- [PROBLEM STATEMENT]
Transcribe the records below in full; pictures stay out of the copy.

- [DATA LISTING]
'''

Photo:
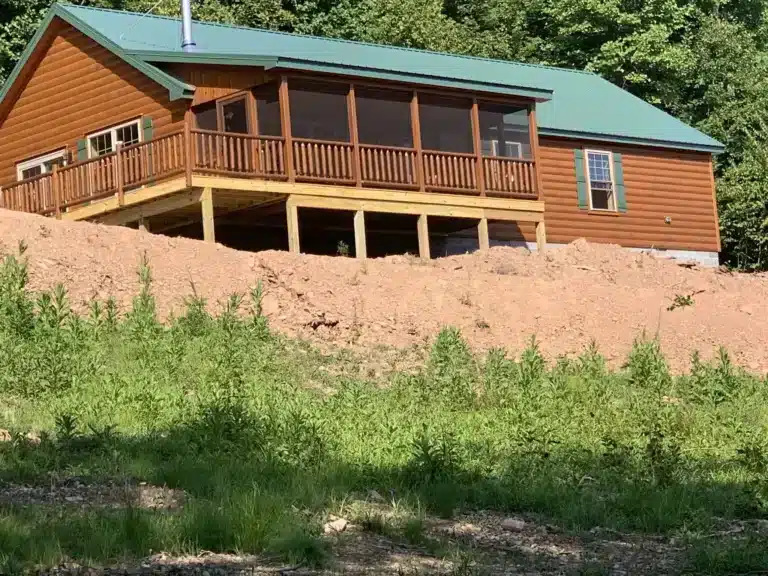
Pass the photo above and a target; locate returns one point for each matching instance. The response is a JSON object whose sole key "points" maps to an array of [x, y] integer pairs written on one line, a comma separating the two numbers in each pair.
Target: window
{"points": [[319, 110], [446, 124], [504, 130], [601, 188], [104, 142], [268, 110], [40, 165], [384, 117]]}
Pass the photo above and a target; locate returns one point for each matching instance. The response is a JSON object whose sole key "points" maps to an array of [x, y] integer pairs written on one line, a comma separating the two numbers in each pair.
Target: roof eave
{"points": [[716, 148], [540, 95], [170, 56], [274, 62]]}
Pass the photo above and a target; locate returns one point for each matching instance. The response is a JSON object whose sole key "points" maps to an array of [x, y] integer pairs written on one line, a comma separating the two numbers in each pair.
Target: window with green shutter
{"points": [[600, 180]]}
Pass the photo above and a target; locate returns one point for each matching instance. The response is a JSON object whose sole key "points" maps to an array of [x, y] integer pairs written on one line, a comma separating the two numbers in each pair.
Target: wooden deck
{"points": [[225, 172]]}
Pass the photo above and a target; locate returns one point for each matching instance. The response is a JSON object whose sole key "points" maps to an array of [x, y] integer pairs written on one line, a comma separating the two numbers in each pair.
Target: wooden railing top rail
{"points": [[388, 148], [510, 159], [451, 154], [238, 135], [324, 142]]}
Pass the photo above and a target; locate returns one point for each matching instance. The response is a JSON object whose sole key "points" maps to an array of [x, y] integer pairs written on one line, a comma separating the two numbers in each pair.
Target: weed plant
{"points": [[264, 436]]}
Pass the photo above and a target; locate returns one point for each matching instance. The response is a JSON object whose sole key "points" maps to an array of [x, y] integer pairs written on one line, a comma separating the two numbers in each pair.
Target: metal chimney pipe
{"points": [[187, 43]]}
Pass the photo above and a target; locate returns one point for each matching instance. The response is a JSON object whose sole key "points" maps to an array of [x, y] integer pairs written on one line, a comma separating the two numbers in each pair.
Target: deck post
{"points": [[416, 128], [206, 203], [56, 189], [541, 236], [423, 229], [482, 234], [292, 216], [361, 250], [188, 147], [533, 131], [357, 164], [285, 120], [118, 174], [478, 146]]}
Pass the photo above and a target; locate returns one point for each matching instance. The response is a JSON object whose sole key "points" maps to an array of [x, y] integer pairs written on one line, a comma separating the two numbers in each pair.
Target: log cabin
{"points": [[260, 139]]}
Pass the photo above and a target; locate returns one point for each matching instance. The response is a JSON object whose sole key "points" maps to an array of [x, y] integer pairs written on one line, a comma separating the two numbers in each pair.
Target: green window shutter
{"points": [[618, 176], [581, 180], [147, 128], [82, 149]]}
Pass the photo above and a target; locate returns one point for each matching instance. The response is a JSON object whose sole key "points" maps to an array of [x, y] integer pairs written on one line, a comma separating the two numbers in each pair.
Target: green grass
{"points": [[267, 436]]}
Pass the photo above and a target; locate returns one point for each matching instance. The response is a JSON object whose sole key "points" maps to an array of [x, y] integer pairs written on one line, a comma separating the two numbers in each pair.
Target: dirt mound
{"points": [[565, 297]]}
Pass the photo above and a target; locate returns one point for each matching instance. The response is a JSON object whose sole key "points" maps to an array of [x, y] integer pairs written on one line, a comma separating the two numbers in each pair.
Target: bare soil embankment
{"points": [[566, 297]]}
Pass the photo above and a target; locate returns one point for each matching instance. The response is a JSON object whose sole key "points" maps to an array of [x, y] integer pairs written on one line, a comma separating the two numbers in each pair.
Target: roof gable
{"points": [[10, 88]]}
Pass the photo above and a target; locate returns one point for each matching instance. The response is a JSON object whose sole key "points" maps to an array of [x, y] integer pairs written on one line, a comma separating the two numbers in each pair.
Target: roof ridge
{"points": [[340, 40]]}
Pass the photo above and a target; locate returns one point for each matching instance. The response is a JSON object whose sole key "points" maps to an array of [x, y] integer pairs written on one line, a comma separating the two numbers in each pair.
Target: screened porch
{"points": [[309, 130]]}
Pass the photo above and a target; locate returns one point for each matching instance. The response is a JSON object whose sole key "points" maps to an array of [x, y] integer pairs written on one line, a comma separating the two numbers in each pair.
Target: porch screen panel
{"points": [[446, 124], [384, 117], [319, 110], [268, 110], [504, 131], [234, 115], [207, 117]]}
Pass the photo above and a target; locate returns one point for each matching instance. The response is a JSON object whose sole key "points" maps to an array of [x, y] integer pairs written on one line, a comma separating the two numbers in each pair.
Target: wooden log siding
{"points": [[658, 183], [76, 87]]}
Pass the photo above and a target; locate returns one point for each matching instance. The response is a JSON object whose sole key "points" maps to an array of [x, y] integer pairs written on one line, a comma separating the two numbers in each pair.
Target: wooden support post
{"points": [[56, 185], [361, 250], [118, 173], [482, 234], [206, 203], [478, 146], [423, 229], [188, 147], [533, 131], [292, 215], [285, 120], [541, 236], [416, 128], [352, 110]]}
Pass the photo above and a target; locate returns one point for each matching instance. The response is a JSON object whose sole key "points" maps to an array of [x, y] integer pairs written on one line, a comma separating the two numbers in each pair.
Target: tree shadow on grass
{"points": [[249, 489]]}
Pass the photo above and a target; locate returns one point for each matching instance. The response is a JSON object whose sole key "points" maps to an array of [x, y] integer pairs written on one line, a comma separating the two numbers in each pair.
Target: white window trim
{"points": [[587, 152], [39, 161], [113, 130]]}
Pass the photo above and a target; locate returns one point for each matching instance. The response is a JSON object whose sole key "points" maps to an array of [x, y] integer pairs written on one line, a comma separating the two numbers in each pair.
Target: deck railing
{"points": [[389, 166], [250, 156]]}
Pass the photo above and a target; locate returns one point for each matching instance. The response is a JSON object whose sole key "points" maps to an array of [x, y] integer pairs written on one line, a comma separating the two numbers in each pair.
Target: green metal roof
{"points": [[571, 103]]}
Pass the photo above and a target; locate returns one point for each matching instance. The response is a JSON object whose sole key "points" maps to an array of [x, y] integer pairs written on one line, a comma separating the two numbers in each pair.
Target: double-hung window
{"points": [[40, 165], [105, 141], [600, 180]]}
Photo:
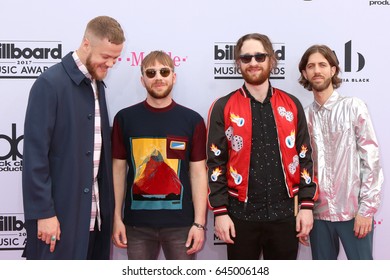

'''

- [RESPONSE FOR THIS EXERCISE]
Photo:
Pass the photo above and a target; locate returns one point for each matching instance. The response is a JSON object whose sole key "points" maps to an array of [x, y] integer pairs written on one line, a comma separating the two numbers in each pair.
Target: window
{"points": [[319, 110], [446, 124], [504, 130], [601, 188], [104, 142], [268, 110], [40, 165], [384, 117]]}
Pass the photo above and a target; locate returns one point for each matching instance. The response is a JSON object whose sole key "points" maps to an array of [x, y] integer pairs written on one line, a comma separating the two numbers in each pair.
Target: roof eave
{"points": [[716, 148], [540, 95], [170, 56], [274, 62]]}
Pass the photo above and a target; locate returns one point for each matching instance. The response is a JSON object whose sole key "points" maps to an array of [x, y] integer pairs written on one line, a comma separating the two numbers in each pair.
Target: window with green shutter
{"points": [[600, 180]]}
Pass the photo above and a target; locate returns one point for each matching instance. The response is a JSON object whose sole key "points" maps to an array of [x, y] integer pairs written on one line, a comma separating the two numbers in each pair.
Target: wooden deck
{"points": [[225, 172]]}
Pass the photo above and a target; locate returns one point for each matching instance. The response is a JSON object whose sole key "points" maps to an array of [x, y] integer pairs written on one line, a comma separating the two numbers in each pair.
Target: wooden railing top rail
{"points": [[388, 148], [510, 159], [451, 154], [238, 135], [324, 142]]}
Pass the photo above and a target; locate returns one point for each matching instance. The response is a JSON object whose sole key "points" maps to an array of [x, y] integer pairs written on one line, a comma separating the two numbers in each pair.
Target: weed plant
{"points": [[264, 436]]}
Pass the photo above and a target; locate returns one point for each matching instance. The response is a JSON object whose sole key "points" maps to an array of [x, y] integer pairs written on one line, a comma separating the two numbers in each pair.
Target: metal chimney pipe
{"points": [[187, 43]]}
Pass the photo above and a target; locate returns one point for each matching instance. The response is a JSON object whose sole key "points" maps to an array of [x, y] integer pairs written on one line, a comma separating the two numbers in each pair.
Target: deck post
{"points": [[416, 128], [206, 203], [56, 189], [541, 236], [423, 229], [482, 234], [292, 216], [361, 250], [188, 147], [533, 131], [357, 164], [285, 120], [118, 174], [478, 146]]}
Pass the photo above and a target; locate returns one point for each matching instance. The response is a JSON object whose sole key "points" maps to an array of [x, y] integer pairs written on one line, a comma separating the two numbers in each pair.
Target: log cabin
{"points": [[260, 139]]}
Pass the photo above and a target; locate returns one point for each matching instance. The response is a JSON object whose sole key "points" maps to an array of [x, y] integer pairs written on one line, a comma separating the two numbers in each pair.
Target: green window shutter
{"points": [[618, 176], [581, 180], [147, 128], [82, 149]]}
Pass the photo above and a target; locate returns one point for each matching instance. The response is a JSON object whose sole key "points" maps to an array of [x, y] integer pairs written on one line, a comma separating the two numbers in each pair.
Target: green grass
{"points": [[267, 436]]}
Pass the photo above and a target; locate returns one point for each matching instance. The response is a JSON object whose sole key "points" maps to an array of [x, y] integer pairs written on one line, a comma separating the two numbers in each pair.
Target: dirt mound
{"points": [[565, 297]]}
Pass the photo above and a target; locate returns one point for each matching instance. The response is a JSON object whose sole key "points" maps to an array of [x, y] integer pairs written on one line, a comma separating the two numbers in each pair.
Target: bare soil embankment
{"points": [[566, 297]]}
Pass the photo above and a target; locate returns one point for each matching instance. The response is a JSON object whose sole key "points" maps to an array of [x, y] integer pairs written on one line, a comma separating the two numbers in each pair.
Target: roof gable
{"points": [[10, 88]]}
Pass the photo above and a target; locate returns one point for each matching instance. The response is a JSON object whose sole key "points" maps to an array of [x, y] integer pairs written on one line, a comma separating the two numbers in each pair.
Target: roof ridge
{"points": [[340, 40]]}
Pass the photo above and a target; locate returns one point for each matching instance. The response is a JSON object whose sole key "points" maps to an array of [x, y] integer pairs written on one line, a comma separating the two numbers in each pair.
Target: screened porch
{"points": [[309, 130]]}
Pass the photo above and a target; locate returns one point for each matching instance. The response is a JSON object whose sole key "points" maps to an array of [x, y] integer pairs written on one line, a comma separating the two numbers in each pair.
Target: porch screen panel
{"points": [[446, 124], [384, 117], [319, 110], [268, 110], [504, 131], [234, 115], [207, 117]]}
Pass the photo above and a target; locate returns one point for each matching instance. The response is a JSON object whose sole key "points" maps to an array of [x, y] integer pairs written on one line, a comma separating the two numbers in each pair.
Target: wooden log siding
{"points": [[658, 183], [76, 87]]}
Pass the photo above and a target; locate returns one point for each matching instance. The response is a JSON object whose sole key "points" maps to an array of [x, y] integer pairs written on one line, a comma separating the two numbers in each pair.
Target: wooden support post
{"points": [[56, 185], [361, 250], [118, 173], [482, 234], [206, 203], [478, 146], [423, 229], [188, 147], [533, 131], [292, 215], [285, 120], [541, 236], [416, 128], [352, 110]]}
Pass the photo above and a target; locate returns one point for each matching instance. The response is a JSON object whose sole key "points" maps to an array of [x, y] integer pairs written on one line, a comma separating the two numbers in each pair.
Target: tree shadow on grass
{"points": [[249, 489]]}
Pass the photo above and a target; locate returns one point for each matching instance. The response is a JSON object whose sole key "points" maps to an array of [x, y] integer pairs written on one line, a comma separating the two numbers in each pair.
Target: white window trim
{"points": [[587, 152], [39, 161], [113, 130]]}
Pass the photo above and a target; locate returns one point for each matching instance. The response is a JSON object whose sole key "points" maps to an array of [x, y] integer pairs written on one line, a comma separating the two numbers in each pair.
Target: deck railing
{"points": [[389, 166], [250, 156]]}
Pass the photo above and a target; locate returns one point for each matching instance. The response is a JSON object whose sole key "points" maps to an array of [x, y] integer pairs written on one line, a comma separating the two numbers in each pair.
Target: green metal roof
{"points": [[571, 103]]}
Pass the photo above and a target; locate returns one point for each matching instance. The response is a JSON object whose sole key "points" maps to an array of [x, y] integer pairs written on one line, a comma separating the two numbers in each pair.
Target: double-hung window
{"points": [[40, 165], [105, 141], [600, 180]]}
Photo:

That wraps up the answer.